# Extracted text
···

I'm struggling to understand the concept behind column naming conventions, given that one of the following attempts to create a new column appears to fail:
from numpy.random import randn
import pandas as pd
df = pd.DataFrame({'a':range(0,10,2), 'c':range(0,1000,200)},
columns=list('ac'))
df['b'] = 10*df.a
df
gives the following result:
Yet, if I were to try to create column b by substituting with the following line, there is no error message, yet the dataframe df remains with only the columns a and c.
df.b = 10*df.a ### rather than the previous df['b'] = 10*df.a ###
What has pandas done and why is my command incorrect?
What you did was add an attribute b to your df:
In [70]:
df.b = 10*df.a
df.b
Out[70]:
0 0
1 20
2 40
3 60
4 80
Name: a, dtype: int32
but we see that no new column has been added:
In [73]:
df.columns
Out[73]:
Index(['a', 'c'], dtype='object')
which means we get a KeyError if we tried df['b'], to avoid this ambiguity you should always use square brackets when assigning.
for instance if you had a column named index or sum or max then doing df.index would return the index and not the index column, and similarly df.sum and df.max would screw up those df methods.

···

# Records

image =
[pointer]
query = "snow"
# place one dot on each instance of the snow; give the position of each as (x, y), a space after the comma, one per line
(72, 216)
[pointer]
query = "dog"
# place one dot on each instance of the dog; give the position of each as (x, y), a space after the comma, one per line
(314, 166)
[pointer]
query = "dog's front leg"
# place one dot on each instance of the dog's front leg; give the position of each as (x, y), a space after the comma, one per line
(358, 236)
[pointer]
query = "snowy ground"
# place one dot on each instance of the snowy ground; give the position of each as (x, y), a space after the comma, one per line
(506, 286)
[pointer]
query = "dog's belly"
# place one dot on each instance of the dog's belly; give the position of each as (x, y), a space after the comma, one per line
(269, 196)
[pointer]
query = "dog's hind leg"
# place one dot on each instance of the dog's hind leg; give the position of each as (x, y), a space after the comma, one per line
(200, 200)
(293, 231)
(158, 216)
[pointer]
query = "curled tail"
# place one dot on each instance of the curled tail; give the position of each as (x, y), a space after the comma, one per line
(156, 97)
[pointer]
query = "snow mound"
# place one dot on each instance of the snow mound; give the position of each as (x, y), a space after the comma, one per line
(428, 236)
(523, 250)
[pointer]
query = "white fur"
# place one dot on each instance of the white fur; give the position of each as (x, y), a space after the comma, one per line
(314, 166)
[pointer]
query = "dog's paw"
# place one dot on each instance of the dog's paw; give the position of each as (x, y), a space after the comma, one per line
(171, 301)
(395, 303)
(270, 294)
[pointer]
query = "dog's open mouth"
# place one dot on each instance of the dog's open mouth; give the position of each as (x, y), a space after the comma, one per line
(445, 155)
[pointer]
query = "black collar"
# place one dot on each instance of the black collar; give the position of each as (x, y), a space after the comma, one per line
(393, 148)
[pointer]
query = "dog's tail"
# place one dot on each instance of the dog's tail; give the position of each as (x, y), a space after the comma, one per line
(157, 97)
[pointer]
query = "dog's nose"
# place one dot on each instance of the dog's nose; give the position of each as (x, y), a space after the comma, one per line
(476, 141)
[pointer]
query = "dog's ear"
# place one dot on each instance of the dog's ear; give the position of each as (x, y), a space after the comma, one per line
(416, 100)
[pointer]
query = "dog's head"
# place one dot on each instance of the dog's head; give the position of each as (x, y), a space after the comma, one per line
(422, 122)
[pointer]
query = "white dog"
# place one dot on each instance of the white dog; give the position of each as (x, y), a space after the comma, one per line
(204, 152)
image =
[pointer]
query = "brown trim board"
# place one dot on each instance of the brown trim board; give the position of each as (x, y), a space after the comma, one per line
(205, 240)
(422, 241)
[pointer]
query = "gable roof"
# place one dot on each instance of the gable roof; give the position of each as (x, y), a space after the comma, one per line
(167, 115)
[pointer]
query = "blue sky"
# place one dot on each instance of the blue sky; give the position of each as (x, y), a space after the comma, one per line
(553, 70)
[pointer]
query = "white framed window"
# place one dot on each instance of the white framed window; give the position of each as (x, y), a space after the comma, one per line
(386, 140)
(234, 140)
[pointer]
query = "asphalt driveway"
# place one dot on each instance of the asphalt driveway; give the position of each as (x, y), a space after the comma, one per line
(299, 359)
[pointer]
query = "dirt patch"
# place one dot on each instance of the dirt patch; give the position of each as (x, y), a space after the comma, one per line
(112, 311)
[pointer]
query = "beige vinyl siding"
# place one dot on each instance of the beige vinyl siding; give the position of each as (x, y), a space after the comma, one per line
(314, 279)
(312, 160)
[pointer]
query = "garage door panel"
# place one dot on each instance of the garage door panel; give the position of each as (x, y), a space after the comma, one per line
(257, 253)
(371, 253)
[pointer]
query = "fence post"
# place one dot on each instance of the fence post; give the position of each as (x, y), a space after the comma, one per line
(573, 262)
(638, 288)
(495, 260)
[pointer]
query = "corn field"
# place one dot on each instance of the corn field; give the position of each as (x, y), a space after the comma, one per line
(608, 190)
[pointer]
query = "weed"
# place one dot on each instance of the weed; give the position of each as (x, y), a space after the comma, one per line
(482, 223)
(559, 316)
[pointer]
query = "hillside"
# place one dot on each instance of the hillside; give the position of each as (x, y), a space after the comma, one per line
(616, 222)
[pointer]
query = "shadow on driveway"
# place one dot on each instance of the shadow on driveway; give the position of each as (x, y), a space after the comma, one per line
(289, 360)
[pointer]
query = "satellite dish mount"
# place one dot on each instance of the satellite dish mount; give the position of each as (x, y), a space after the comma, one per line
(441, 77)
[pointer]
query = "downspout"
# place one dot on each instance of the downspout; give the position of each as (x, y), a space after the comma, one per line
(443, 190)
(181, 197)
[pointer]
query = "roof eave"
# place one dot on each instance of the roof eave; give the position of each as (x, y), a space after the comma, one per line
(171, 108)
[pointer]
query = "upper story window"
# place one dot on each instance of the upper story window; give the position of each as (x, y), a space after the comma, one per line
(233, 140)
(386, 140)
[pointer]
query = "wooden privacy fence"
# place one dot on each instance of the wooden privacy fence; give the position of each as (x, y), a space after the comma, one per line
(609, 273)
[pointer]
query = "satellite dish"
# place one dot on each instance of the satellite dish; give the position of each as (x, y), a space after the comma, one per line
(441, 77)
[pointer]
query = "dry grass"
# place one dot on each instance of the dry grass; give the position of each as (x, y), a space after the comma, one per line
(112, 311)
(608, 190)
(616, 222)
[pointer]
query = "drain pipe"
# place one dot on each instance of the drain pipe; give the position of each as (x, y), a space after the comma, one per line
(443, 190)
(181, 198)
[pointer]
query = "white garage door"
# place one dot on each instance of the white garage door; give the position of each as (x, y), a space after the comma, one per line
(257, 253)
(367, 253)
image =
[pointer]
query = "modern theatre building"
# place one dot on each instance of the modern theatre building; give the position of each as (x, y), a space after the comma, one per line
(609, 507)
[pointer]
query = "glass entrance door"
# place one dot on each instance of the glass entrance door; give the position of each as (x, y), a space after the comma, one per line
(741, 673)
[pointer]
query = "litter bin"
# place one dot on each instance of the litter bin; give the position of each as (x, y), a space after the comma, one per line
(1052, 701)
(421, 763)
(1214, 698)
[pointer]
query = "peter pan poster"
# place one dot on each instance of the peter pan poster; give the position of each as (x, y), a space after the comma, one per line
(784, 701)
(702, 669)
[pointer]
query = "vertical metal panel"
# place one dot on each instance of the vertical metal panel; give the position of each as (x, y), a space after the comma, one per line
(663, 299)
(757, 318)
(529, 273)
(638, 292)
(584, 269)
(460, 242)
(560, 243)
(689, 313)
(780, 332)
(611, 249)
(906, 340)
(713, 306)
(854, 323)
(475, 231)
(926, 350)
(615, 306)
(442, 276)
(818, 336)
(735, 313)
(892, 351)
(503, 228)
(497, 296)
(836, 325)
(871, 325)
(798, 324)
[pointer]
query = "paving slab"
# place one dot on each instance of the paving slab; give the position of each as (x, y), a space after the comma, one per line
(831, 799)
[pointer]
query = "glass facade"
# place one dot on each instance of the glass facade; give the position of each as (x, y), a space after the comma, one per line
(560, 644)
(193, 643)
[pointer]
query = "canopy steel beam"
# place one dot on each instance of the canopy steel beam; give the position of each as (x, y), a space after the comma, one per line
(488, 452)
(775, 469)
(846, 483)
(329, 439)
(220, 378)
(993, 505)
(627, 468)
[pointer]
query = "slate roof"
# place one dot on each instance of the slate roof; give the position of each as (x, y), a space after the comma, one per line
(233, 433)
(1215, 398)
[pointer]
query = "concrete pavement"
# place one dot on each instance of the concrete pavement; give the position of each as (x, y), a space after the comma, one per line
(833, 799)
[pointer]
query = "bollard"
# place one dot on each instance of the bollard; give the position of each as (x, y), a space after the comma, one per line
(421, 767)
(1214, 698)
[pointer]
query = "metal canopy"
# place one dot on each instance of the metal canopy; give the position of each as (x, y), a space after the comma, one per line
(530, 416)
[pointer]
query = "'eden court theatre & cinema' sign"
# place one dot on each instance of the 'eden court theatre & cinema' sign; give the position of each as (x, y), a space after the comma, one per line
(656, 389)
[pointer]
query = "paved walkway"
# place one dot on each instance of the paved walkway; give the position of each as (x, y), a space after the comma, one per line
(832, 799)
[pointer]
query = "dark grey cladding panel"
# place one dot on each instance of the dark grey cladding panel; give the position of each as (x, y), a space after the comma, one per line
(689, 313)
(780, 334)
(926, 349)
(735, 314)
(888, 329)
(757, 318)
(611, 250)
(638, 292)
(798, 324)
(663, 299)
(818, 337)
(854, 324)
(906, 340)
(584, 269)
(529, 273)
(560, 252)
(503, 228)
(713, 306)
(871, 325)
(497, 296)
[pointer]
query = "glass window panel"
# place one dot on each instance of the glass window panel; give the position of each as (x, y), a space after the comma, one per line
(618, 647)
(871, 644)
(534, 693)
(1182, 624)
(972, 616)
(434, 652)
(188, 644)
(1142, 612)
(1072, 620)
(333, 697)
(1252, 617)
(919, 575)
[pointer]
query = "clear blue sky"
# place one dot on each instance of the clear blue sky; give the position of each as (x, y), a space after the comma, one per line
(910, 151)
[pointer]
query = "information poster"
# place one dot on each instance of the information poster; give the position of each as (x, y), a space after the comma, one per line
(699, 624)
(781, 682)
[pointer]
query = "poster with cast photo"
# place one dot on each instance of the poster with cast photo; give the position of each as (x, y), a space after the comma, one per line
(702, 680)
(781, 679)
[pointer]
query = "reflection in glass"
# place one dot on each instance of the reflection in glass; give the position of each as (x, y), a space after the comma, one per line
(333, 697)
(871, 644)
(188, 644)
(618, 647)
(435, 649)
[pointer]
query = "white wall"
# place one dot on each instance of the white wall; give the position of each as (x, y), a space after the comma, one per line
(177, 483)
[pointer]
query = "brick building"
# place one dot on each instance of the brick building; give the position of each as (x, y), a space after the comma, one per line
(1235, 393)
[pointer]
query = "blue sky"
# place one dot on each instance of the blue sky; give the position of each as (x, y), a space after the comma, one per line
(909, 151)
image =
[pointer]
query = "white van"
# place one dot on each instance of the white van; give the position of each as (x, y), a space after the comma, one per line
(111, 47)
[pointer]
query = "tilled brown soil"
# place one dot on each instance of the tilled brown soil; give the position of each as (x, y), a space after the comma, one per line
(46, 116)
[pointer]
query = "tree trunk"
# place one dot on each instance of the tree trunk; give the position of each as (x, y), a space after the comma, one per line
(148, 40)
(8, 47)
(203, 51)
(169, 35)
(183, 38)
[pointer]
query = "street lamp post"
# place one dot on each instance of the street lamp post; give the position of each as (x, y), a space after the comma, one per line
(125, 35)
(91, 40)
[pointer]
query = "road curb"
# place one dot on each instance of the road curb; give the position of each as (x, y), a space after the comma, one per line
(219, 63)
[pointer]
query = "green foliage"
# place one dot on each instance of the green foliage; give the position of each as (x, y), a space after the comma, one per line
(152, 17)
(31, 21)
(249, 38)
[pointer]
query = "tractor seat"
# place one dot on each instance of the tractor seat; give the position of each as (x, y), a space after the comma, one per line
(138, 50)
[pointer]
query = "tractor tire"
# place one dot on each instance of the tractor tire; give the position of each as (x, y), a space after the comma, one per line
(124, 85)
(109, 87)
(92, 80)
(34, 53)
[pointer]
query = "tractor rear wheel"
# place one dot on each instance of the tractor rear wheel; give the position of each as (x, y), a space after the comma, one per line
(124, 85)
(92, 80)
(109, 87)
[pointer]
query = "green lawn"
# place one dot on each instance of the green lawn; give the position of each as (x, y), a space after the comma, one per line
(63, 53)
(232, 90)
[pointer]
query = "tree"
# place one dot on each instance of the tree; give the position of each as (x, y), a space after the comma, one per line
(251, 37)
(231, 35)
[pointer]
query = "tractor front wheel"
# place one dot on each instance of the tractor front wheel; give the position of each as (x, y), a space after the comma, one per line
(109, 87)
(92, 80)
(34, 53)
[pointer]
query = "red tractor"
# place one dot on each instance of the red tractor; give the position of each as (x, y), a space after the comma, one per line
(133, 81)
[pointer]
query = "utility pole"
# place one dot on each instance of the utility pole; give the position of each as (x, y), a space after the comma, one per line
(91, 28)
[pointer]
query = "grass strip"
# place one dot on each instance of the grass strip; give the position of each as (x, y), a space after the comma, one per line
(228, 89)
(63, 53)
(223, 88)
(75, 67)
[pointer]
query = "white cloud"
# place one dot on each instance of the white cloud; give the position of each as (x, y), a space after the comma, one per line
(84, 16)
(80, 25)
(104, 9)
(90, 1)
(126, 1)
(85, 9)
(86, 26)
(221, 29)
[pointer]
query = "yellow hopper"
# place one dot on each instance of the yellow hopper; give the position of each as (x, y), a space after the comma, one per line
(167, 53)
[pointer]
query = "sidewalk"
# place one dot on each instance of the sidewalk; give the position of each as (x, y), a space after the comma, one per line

···

# Required work
1 > Find each line in the listing that contains the word "curled" and copy those lines out.
2 > Go on with the thread about adding a pandas column, starting right after its last sentence.

# The results
1 >
query = "curled tail"
# place one dot on each instance of the curled tail; give the position of each as (x, y), a space after the comma, one per line

2 >
I strongly advise to always use square brackets, it avoids any ambiguity and the latest ipython is able to resolve column names using square brackets. It's also useful to think of a dataframe as a dict of series in which it makes sense to use square brackets for assigning and returning a column
Always use square brackets for assigning columns
Dot notation is a convenience for accessing columns in a dataframe. If they conflict with existing properties (e.g. if you had a column named 'max'), then you need to use square brackets to access that column, e.g. df['max']. You also need to use square brackets when the column name contains spaces, e.g. df['max value'].
A DataFrame is just an object which has the usual properties and methods. If you use dot notation for assignment, you are creating a property or method for the dataframe object. So df.val = 2 will assign df with a property val that has a value of two. This is very different from df['val'] = 2 which creates a new column in the dataframe and assigns each element in that column the value of two.
To be safe, using square bracket notation will always provide the correct result.
As an aside, your columns=list('ac')) doesn't do anything, as you are just creating a variable named columns that is never used. You may have meant df.columns = list('ac'), but you already assigned those in the creation of the dataframe, so I'm not sure what the intent is with this line of code. And remember that dictionaries are unordered, so that pd.DataFrame({'a': [...], 'b': [...]}) could potentially return a dataframe with columns ['b', 'a']. If this were the case, then assigning column names could potentially mix up the column headers.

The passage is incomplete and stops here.